*** WORKING DATA

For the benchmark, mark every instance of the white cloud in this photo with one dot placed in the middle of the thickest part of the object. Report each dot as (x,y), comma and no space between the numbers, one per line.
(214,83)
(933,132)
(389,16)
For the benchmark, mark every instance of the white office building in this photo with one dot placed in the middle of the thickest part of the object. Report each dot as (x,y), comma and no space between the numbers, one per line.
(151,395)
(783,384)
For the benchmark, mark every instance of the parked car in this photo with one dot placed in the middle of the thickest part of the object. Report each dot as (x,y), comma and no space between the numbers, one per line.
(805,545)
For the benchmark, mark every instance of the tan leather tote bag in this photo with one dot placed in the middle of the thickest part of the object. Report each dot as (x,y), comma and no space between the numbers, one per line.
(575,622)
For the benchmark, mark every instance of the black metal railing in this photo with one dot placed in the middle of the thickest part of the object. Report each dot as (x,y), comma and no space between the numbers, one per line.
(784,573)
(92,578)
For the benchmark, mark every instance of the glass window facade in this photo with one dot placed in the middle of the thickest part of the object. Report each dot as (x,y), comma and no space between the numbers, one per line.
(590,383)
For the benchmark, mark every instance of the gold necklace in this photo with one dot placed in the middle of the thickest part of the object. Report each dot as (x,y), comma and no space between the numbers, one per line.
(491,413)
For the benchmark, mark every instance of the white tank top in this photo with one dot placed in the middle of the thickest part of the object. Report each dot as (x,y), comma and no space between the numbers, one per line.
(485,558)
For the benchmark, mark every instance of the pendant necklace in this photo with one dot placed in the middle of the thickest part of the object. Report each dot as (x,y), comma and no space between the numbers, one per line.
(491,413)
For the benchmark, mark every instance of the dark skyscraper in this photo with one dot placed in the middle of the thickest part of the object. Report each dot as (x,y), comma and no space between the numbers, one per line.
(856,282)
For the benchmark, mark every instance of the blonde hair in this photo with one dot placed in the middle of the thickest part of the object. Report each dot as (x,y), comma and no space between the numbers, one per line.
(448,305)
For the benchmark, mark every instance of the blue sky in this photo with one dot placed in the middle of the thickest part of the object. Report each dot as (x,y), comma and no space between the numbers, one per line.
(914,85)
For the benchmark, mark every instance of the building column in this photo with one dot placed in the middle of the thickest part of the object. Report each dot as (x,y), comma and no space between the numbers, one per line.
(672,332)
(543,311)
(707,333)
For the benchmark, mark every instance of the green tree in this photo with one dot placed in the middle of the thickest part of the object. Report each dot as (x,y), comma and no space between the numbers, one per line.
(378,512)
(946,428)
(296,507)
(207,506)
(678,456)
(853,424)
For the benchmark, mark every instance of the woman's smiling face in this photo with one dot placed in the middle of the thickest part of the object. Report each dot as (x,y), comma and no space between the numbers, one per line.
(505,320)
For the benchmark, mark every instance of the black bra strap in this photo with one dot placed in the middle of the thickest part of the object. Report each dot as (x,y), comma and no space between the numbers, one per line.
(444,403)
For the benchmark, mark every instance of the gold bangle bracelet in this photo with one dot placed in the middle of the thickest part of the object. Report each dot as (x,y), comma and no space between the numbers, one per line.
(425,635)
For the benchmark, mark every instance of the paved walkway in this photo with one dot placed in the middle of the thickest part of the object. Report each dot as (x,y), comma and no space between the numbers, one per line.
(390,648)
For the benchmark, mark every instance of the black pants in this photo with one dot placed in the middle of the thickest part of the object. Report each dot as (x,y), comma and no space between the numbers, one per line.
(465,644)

******

• [WRITTEN EXERCISE]
Write out the lines above from the one containing "For the benchmark, mark every instance of the blue" through the last, exactly as they are.

• [WRITTEN REPLY]
For the benchmark, mark every instance of the blue sky in this photo with one dot placed in the middle of the thickest part of the object. Report each dot as (x,y), comma and no space between the numbers, one per line.
(914,85)
For the benchmark, mark every instance of the building column in this photo with one dot placed in the middle of the thickest part of the object. Report each dot as (x,y), comma and no space between the numbers, one per line.
(672,332)
(543,311)
(707,333)
For the benchmark, mark every instance of the green tree in this photo with one dot placed in the middle of the thickest part of the object. Report each dot as (x,y), comma and no space between the numbers, one per line.
(378,512)
(946,428)
(296,507)
(207,506)
(678,456)
(853,424)
For the benchmark, mark every instance of the woman's smiling face in this photo with one dot placed in the middle of the thickest part of the object. Report each dot as (x,y), comma and no space between the numbers, one per line.
(505,320)
For the benchmark, mark every instance of the black bra strap in this photo with one dot placed in the middle of the thickest part of the object. Report each dot as (x,y), comma and no space between the numbers, one per line.
(444,403)
For the benchmark, mark every instance of the gold bangle bracelet in this photo with one dot placed in the middle of the thickest part of the object. Report each dot as (x,y), comma and no space between the numbers, one per line.
(425,635)
For the benchmark, mark every instance of the paved walkway in this photo with one dot placed in the middle of the thickest part of the object. Report each dot as (x,y), comma and no space between the numbers, one per line.
(390,648)
For the benchmark, mark every instance of the black pants in this photo with one dot placed in the middle of the thickest part of the object. Report each dot as (x,y), comma and no space between the numbers, one per line.
(465,644)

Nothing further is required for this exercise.